§ **Instructions for the task**
Please copy out the entries exactly, skipping any pictures.

[Opening Data provided section]

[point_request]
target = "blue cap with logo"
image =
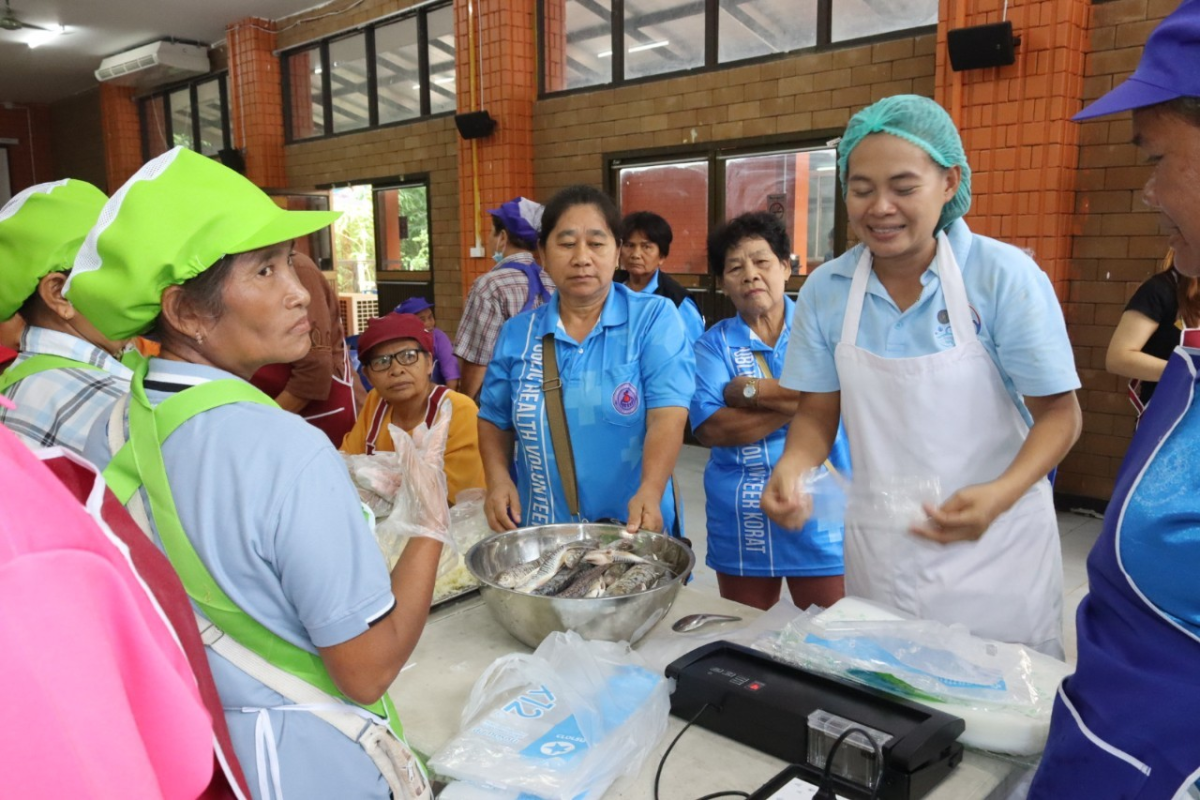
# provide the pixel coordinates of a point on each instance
(1167, 70)
(521, 217)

[Closing Data provided section]

§ **Result of the task**
[point_request]
target = "blue cap with logo"
image =
# provide the pixel coordinates of a point on each instance
(1167, 70)
(521, 217)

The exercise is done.